[Segmentation annotation listing]
•••••

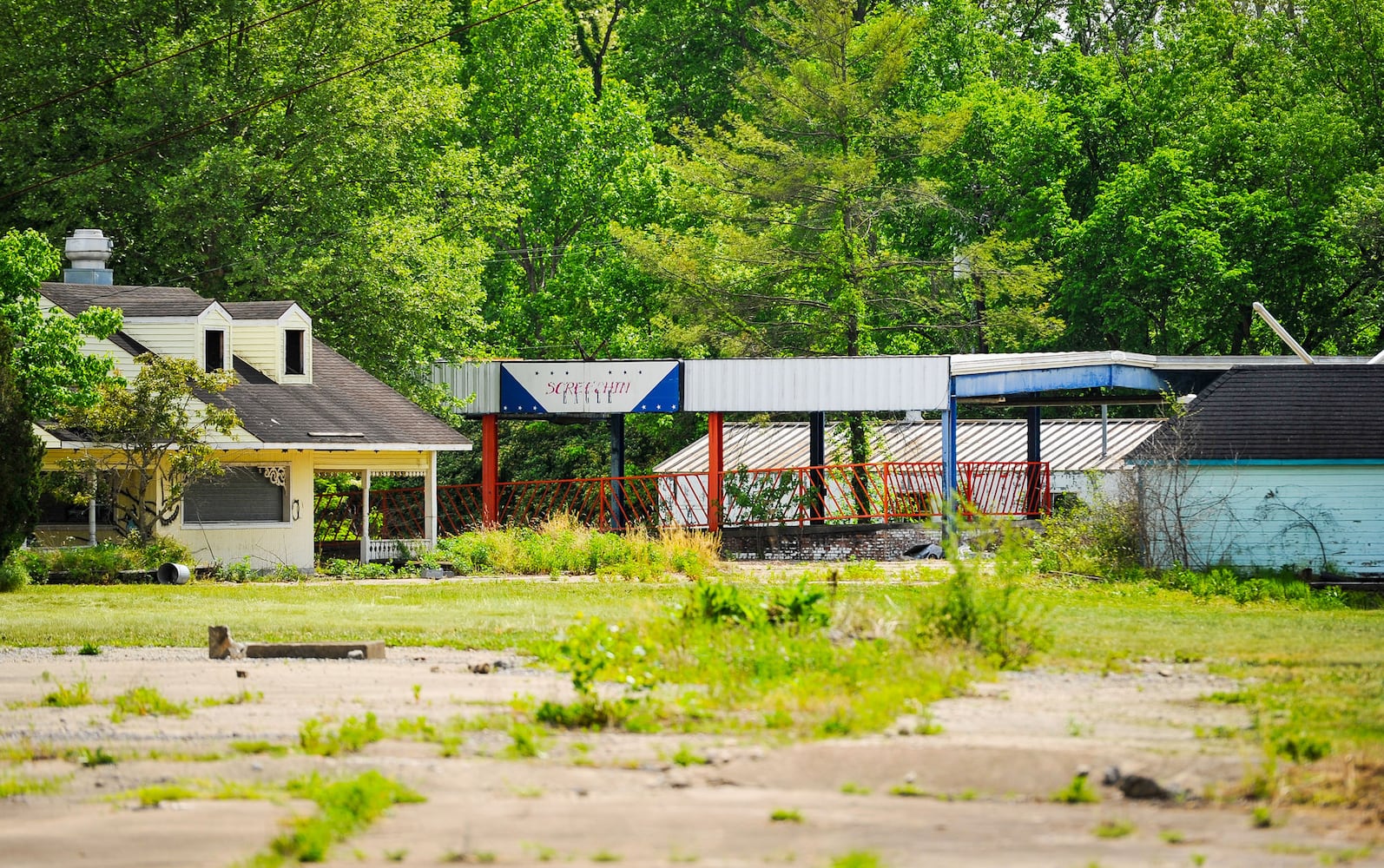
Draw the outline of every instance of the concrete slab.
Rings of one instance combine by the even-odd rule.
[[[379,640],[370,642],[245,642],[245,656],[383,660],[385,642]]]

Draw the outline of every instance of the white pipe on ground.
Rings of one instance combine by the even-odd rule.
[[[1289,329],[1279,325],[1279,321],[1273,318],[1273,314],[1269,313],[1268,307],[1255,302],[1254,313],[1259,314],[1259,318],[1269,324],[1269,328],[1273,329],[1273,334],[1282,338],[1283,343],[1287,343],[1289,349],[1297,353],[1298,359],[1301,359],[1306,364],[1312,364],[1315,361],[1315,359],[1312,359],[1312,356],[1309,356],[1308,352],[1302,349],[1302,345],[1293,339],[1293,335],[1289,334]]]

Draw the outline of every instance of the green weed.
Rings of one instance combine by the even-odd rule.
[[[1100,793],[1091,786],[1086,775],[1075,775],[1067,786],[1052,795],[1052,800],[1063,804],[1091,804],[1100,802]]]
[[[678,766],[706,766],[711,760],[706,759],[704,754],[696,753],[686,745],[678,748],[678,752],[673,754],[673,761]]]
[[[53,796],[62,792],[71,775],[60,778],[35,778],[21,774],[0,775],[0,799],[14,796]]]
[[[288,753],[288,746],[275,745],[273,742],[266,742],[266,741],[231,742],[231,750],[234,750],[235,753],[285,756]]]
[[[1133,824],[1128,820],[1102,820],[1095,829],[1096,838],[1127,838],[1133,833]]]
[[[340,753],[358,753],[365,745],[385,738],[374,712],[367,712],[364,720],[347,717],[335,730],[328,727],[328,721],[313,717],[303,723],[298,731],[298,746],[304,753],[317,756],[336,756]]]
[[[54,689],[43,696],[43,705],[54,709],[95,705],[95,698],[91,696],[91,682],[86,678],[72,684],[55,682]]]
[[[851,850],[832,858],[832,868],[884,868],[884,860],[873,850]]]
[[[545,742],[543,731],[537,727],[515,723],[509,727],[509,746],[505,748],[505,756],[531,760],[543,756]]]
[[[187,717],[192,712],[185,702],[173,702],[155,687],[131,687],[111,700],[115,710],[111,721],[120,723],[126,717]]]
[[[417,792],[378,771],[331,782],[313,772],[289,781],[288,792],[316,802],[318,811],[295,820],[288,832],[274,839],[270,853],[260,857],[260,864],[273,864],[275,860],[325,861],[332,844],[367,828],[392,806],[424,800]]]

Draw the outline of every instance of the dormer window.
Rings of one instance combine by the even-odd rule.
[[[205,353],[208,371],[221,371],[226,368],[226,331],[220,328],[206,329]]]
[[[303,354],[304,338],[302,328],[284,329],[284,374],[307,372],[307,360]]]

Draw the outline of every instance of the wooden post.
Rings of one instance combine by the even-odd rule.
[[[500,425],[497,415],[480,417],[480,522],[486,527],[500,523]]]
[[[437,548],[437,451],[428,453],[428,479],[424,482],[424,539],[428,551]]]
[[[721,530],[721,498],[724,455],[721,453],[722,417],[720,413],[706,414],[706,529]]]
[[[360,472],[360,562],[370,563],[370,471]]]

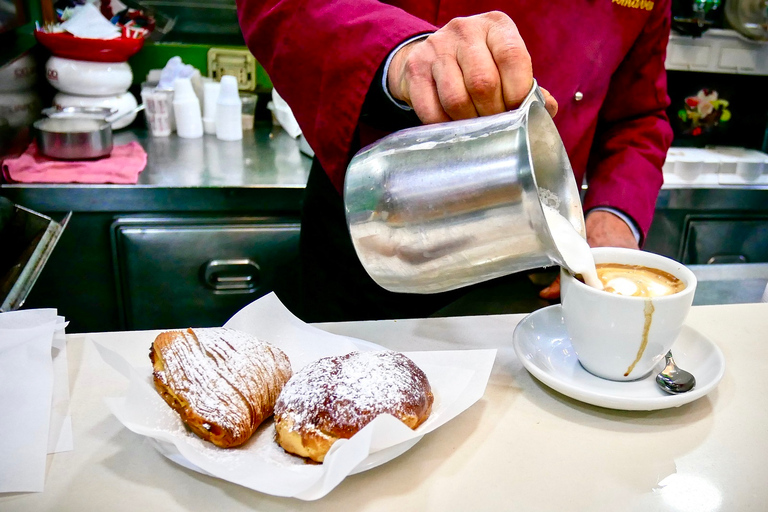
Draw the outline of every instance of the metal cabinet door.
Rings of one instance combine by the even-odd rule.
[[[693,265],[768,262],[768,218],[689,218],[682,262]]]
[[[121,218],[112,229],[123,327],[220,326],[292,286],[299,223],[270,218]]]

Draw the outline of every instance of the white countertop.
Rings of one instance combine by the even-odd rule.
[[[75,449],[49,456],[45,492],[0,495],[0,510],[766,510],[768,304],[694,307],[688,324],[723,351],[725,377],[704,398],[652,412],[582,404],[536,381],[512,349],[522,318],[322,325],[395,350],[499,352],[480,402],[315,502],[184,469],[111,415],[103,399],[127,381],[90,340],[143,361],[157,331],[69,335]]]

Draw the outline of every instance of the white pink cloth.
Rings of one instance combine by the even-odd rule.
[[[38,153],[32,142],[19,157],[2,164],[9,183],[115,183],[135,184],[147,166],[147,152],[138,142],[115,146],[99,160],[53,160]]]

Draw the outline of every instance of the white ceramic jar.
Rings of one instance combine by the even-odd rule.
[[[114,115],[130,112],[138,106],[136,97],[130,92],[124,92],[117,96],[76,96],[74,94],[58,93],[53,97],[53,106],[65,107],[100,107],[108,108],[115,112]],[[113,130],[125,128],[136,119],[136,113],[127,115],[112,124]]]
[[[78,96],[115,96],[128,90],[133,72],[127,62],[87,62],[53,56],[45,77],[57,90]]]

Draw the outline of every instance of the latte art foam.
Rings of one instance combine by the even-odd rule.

•••••

Can you turn every line of the listing above into a Markdown table with a Row column for the number and a Line column for the text, leaving out blank lines and pictures?

* **Complete response**
| Row | Line |
|---|---|
| 1 | Draw the outline of every instance of the concrete slab. |
| 2 | Rings of one instance combine by the even-odd rule. |
| 3 | [[[379,640],[370,642],[245,642],[245,656],[383,660],[385,642]]] |
| 4 | Draw the outline of every instance of the white pipe on ground. |
| 5 | Rings of one instance combine by the even-odd rule. |
| 6 | [[[1289,329],[1279,325],[1279,321],[1273,318],[1273,314],[1269,313],[1268,307],[1255,302],[1254,313],[1259,314],[1259,318],[1269,324],[1269,328],[1273,329],[1273,334],[1282,338],[1283,343],[1287,343],[1289,349],[1297,353],[1298,359],[1301,359],[1306,364],[1312,364],[1315,361],[1315,359],[1312,359],[1312,356],[1309,356],[1308,352],[1302,349],[1302,345],[1293,339],[1293,335],[1289,334]]] |
| 7 | Draw the outline of every instance of the green weed. |
| 8 | Rings of one instance combine by the even-odd rule. |
| 9 | [[[1100,793],[1091,786],[1086,775],[1075,775],[1067,786],[1052,795],[1052,800],[1063,804],[1091,804],[1100,802]]] |
| 10 | [[[678,766],[706,766],[711,760],[706,759],[704,754],[696,753],[686,745],[678,748],[678,752],[673,754],[673,761]]] |
| 11 | [[[53,796],[62,792],[71,775],[60,778],[35,778],[21,774],[0,775],[0,799],[14,796]]] |
| 12 | [[[288,753],[288,746],[275,745],[273,742],[266,742],[266,741],[231,742],[231,750],[234,750],[235,753],[285,756]]] |
| 13 | [[[1133,824],[1128,820],[1102,820],[1095,829],[1096,838],[1127,838],[1133,833]]] |
| 14 | [[[340,753],[358,753],[365,745],[385,738],[374,712],[367,712],[364,720],[347,717],[335,730],[328,727],[328,721],[313,717],[303,723],[298,731],[298,746],[304,753],[317,756],[336,756]]] |
| 15 | [[[54,689],[43,696],[43,705],[54,709],[95,705],[95,698],[91,696],[91,682],[86,678],[72,684],[55,682]]] |
| 16 | [[[851,850],[832,858],[832,868],[884,868],[884,860],[873,850]]] |
| 17 | [[[545,742],[543,731],[537,727],[515,723],[509,727],[509,746],[505,748],[505,756],[531,760],[543,756]]] |
| 18 | [[[187,717],[192,712],[185,702],[173,702],[155,687],[131,687],[111,700],[115,710],[111,721],[120,723],[126,717]]] |
| 19 | [[[417,792],[378,771],[331,782],[313,772],[289,781],[288,792],[316,802],[318,811],[295,820],[288,832],[274,839],[270,853],[260,857],[260,864],[273,864],[275,860],[325,861],[332,844],[367,828],[392,806],[424,800]]] |
| 20 | Draw the outline of every instance of the dormer window. |
| 21 | Rings of one instance combine by the even-odd rule. |
| 22 | [[[205,353],[208,371],[221,371],[226,368],[226,331],[220,328],[206,329]]] |
| 23 | [[[303,354],[304,338],[302,328],[284,329],[284,374],[307,372],[307,360]]] |
| 24 | Draw the outline of every instance of the wooden post. |
| 25 | Rings of one instance combine by the even-odd rule. |
| 26 | [[[500,425],[497,415],[480,417],[480,522],[486,527],[500,523]]] |
| 27 | [[[437,548],[437,451],[428,453],[428,479],[424,482],[424,539],[428,551]]] |
| 28 | [[[721,530],[721,498],[724,455],[721,453],[722,417],[720,413],[706,414],[706,529]]] |
| 29 | [[[360,472],[360,562],[370,563],[370,471]]] |
| 30 | Draw the outline of every instance of the metal cabinet door. |
| 31 | Rings of one instance combine by the even-odd rule. |
| 32 | [[[693,265],[768,262],[768,218],[689,218],[682,262]]] |
| 33 | [[[121,218],[112,229],[123,327],[220,326],[292,286],[299,223],[270,218]]] |
| 34 | Draw the outline of every instance of the white countertop. |
| 35 | Rings of one instance combine by the even-odd rule. |
| 36 | [[[75,449],[49,456],[45,492],[0,495],[0,510],[766,510],[768,304],[694,307],[688,324],[723,351],[725,377],[704,398],[652,412],[582,404],[536,381],[512,349],[522,318],[322,325],[395,350],[499,352],[480,402],[315,502],[184,469],[111,415],[103,399],[127,381],[90,340],[143,361],[157,331],[69,335]]] |
| 37 | Draw the outline of every instance of the white pink cloth. |
| 38 | Rings of one instance combine by the even-odd rule. |
| 39 | [[[38,153],[32,142],[19,157],[2,164],[9,183],[115,183],[135,184],[147,166],[147,152],[138,142],[115,146],[99,160],[53,160]]] |
| 40 | Draw the outline of every instance of the white ceramic jar. |
| 41 | Rings of one instance combine by the even-odd rule. |
| 42 | [[[114,115],[130,112],[138,106],[136,97],[130,92],[124,92],[117,96],[76,96],[74,94],[58,93],[53,97],[53,106],[65,107],[100,107],[108,108],[115,112]],[[113,130],[125,128],[136,119],[136,113],[127,115],[112,124]]] |
| 43 | [[[78,96],[115,96],[128,90],[133,72],[127,62],[87,62],[53,56],[45,77],[57,90]]] |
| 44 | Draw the outline of every instance of the latte art foam. |
| 45 | Rings of one instance combine by the even-odd rule. |